__WORK REQUEST__:
Output each record verbatim, with pictures left out.

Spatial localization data
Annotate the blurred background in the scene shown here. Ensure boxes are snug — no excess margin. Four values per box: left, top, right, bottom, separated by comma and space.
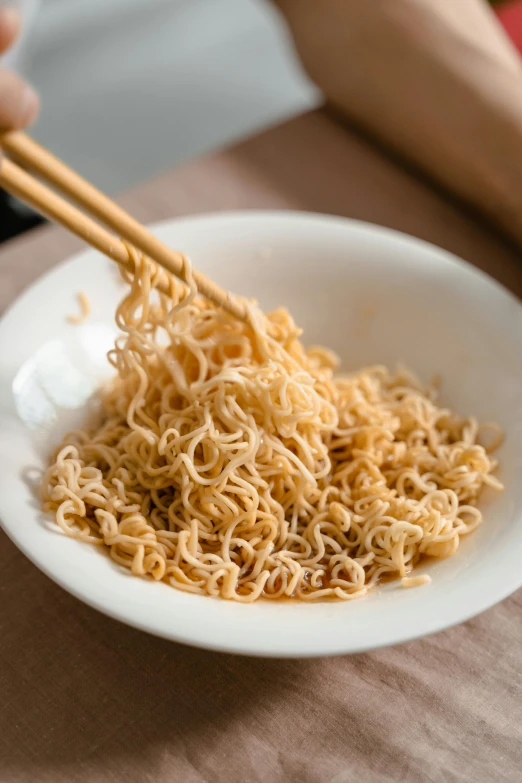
10, 0, 318, 192
1, 0, 521, 240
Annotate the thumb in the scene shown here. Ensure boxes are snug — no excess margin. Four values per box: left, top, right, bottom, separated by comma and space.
0, 69, 39, 130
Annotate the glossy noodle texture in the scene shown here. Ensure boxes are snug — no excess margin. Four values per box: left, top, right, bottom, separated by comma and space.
42, 251, 503, 601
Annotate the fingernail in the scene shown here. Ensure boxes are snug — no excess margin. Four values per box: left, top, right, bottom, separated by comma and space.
21, 85, 39, 126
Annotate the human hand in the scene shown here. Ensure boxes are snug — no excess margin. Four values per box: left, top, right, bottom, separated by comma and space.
0, 6, 38, 130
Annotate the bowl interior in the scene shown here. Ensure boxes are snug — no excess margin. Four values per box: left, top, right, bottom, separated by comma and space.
1, 211, 522, 657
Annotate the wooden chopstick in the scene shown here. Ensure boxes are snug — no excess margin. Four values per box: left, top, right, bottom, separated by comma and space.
0, 131, 247, 321
0, 158, 175, 294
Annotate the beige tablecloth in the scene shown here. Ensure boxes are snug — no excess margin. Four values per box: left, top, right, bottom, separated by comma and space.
1, 112, 521, 783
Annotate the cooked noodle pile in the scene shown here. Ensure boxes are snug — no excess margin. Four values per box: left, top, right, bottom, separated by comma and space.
42, 251, 503, 601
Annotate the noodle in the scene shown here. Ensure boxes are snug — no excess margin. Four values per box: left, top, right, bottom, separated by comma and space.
67, 291, 91, 324
401, 575, 431, 588
42, 250, 503, 602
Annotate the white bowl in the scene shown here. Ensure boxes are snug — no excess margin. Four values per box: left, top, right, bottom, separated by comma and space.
1, 211, 521, 658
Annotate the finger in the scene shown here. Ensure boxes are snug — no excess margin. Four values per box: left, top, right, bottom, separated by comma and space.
0, 7, 21, 55
0, 69, 39, 129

__TASK SOLUTION__:
Annotate the blurred background in the scene shown here. Ensure boxes are snug — no excess margin. Four values per box: left, top, right, bottom, separated by comma and space.
10, 0, 318, 192
1, 0, 521, 240
Annotate the thumb in the scene shown here. Ensure boxes are snug — no excess margin. Four values per box: left, top, right, bottom, separated by comma and space.
0, 69, 39, 130
Annotate the glossy noodle texture in the scene shown here. Ensure boxes are snug — no excess margin. Four values per box: left, top, right, bottom, separated by comma and space.
42, 251, 503, 601
Annotate the fingernail in the scene shown here. Ensure boxes are snug — no excess margin. Four values per box: left, top, right, bottom, separated by comma and space.
21, 85, 39, 126
Annotate the human hand in the scene shown here. Ensure boxes are snug — no excess margin. Four values per box: left, top, right, bottom, separated by comma and space.
0, 6, 38, 130
Annotate the bowl interior in the scene shown here. Ensure boxes are snug — no excess margin. Four values per box: left, top, right, bottom, separated by comma and space.
1, 211, 522, 657
Annotate the wooden chopstick in the scene shown here. Ensure boxes are snug — no excess margin. Four values per box: left, top, right, bottom, separated by comma and space.
0, 131, 247, 321
0, 158, 175, 294
Annotate the beige tablecloth in the scene shown here. Ensure boxes are snug — no excess margin. Four values per box: left, top, right, bottom, separated by comma and space.
1, 112, 521, 783
Annotate the cooked noodle pile in the scene shown here. Ensure boxes are snug — no excess margin. Four values per box: left, top, right, bottom, separated by comma and space.
42, 251, 503, 601
Annotate the noodle in the scene shown here. Ensure boxes are snug — no excess margin. Four values per box: left, top, right, bottom, separated by comma and space.
67, 291, 91, 324
401, 575, 431, 588
42, 250, 503, 602
Annotate the white bowl in the scene shown here. Ensure boxes are snug — no excess margin. Four values per box: left, top, right, bottom, separated by comma and space.
1, 211, 521, 658
Annotate the finger in the scene shown here. Ensure boxes are snug — no excess margin. Four values per box: left, top, right, bottom, separated by comma and space.
0, 7, 21, 55
0, 69, 39, 129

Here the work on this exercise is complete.